PROBLEM DESCRIPTION
Look below for the line containing "Identify every instance of the woman in gray". Output it and each remaining line of the entries exactly, and nothing else.

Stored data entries
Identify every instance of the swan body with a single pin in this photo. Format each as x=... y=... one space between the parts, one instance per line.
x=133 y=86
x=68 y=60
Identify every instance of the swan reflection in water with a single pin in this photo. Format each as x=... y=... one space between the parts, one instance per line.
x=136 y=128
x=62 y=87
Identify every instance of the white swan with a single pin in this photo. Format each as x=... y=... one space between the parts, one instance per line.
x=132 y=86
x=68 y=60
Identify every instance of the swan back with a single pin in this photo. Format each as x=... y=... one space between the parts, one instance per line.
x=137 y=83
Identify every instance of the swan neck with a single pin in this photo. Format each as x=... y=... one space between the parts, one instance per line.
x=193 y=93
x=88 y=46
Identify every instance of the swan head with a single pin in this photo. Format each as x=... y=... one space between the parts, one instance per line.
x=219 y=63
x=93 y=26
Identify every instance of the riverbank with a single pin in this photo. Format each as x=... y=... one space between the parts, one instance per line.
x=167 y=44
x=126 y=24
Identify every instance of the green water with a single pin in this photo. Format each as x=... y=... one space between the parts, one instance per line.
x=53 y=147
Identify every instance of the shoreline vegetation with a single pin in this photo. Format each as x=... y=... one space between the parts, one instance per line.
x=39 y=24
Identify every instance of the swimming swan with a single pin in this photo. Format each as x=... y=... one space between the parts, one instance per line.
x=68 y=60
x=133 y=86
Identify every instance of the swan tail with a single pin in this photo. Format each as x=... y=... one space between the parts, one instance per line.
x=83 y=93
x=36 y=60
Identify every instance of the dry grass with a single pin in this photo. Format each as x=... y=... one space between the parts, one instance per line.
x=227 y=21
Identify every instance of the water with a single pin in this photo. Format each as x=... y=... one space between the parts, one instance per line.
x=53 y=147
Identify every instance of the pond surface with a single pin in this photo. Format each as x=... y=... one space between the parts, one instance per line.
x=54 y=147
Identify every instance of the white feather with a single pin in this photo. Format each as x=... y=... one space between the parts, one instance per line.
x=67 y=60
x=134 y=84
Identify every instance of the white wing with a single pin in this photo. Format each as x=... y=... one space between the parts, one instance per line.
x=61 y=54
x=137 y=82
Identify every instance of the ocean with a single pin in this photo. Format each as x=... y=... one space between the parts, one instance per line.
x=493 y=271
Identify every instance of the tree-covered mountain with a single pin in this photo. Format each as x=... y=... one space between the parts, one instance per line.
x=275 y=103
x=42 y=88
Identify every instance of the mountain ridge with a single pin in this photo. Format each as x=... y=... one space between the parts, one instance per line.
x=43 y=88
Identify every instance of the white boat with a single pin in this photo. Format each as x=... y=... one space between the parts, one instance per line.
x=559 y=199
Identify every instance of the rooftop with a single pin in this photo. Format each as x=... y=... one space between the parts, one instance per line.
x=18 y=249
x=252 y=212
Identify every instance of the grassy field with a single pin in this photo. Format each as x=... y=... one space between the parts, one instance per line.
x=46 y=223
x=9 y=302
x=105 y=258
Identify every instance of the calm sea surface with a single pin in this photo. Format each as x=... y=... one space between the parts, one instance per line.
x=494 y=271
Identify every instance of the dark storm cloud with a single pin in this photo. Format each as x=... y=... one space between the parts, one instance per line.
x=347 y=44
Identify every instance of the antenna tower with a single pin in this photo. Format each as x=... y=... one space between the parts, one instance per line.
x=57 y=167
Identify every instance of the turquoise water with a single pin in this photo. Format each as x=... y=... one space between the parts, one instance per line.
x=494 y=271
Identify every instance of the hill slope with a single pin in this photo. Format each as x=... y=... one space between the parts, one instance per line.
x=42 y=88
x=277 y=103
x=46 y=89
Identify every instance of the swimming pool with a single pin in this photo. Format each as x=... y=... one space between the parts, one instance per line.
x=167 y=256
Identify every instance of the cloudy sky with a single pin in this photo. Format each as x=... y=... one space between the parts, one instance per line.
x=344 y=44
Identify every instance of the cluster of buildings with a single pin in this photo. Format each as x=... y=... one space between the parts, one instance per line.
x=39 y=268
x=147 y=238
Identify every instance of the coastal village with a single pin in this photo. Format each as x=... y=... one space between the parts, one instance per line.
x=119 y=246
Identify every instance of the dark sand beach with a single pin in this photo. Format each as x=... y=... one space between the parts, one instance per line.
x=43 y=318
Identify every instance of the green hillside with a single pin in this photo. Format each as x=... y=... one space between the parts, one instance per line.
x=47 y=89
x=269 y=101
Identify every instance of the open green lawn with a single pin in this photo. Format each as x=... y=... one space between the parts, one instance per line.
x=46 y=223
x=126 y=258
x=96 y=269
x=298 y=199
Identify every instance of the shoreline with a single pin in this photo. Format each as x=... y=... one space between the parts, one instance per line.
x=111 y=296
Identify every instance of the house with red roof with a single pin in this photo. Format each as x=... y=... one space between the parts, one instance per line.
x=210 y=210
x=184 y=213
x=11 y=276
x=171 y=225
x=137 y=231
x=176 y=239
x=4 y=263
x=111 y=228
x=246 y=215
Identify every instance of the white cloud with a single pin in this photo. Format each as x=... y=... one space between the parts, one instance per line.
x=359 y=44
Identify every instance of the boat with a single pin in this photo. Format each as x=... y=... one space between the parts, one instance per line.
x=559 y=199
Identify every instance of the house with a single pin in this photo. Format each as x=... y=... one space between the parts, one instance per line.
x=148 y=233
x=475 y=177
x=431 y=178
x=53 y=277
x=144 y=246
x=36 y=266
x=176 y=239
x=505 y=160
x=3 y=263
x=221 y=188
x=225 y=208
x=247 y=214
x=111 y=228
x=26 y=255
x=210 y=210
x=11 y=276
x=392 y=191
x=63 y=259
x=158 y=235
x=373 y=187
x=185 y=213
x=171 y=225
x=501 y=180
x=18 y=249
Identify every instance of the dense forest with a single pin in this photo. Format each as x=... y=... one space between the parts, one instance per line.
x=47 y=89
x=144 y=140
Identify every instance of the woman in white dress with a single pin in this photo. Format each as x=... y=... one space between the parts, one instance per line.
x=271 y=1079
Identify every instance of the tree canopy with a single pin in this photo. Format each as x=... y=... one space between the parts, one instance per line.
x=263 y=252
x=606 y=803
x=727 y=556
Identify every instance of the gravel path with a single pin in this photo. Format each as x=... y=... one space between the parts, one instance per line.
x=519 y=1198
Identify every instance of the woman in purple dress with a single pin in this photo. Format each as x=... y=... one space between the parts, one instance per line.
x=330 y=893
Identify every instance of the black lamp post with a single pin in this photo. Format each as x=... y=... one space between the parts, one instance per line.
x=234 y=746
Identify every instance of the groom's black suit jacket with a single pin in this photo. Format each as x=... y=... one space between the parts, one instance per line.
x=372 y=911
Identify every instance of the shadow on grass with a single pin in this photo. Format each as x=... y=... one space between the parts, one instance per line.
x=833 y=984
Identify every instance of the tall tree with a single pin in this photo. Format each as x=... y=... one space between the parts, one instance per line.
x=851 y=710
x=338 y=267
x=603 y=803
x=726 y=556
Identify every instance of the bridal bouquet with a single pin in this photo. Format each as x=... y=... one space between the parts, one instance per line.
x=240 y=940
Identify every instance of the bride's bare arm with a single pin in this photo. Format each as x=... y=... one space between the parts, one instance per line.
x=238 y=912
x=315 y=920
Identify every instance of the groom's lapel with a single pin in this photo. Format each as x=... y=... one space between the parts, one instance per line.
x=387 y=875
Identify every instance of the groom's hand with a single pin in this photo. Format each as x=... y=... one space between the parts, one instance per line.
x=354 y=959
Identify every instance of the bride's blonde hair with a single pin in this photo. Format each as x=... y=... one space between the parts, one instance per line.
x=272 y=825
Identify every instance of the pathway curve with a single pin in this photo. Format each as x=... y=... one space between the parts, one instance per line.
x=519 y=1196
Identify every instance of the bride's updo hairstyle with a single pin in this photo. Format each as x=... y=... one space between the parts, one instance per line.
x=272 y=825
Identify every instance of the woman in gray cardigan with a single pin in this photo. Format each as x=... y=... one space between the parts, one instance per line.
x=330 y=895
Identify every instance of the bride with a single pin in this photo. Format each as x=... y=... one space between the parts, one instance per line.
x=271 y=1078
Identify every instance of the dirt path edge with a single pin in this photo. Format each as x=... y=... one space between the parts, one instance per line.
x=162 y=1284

RESPONSE BOX
Identify every instance of the woman in gray cardigan with a single pin in this photo. Format each as x=... y=... one space between the parts, one instance per line.
x=330 y=895
Identify every instance of the bride with a single pin in this photo. Format each as x=... y=... one space between the parts, one instance per line.
x=271 y=1078
Identify every instance of the dirt path edge with a single pin in this photo. Format each as x=... y=... one space between the parts, one instance per line.
x=162 y=1284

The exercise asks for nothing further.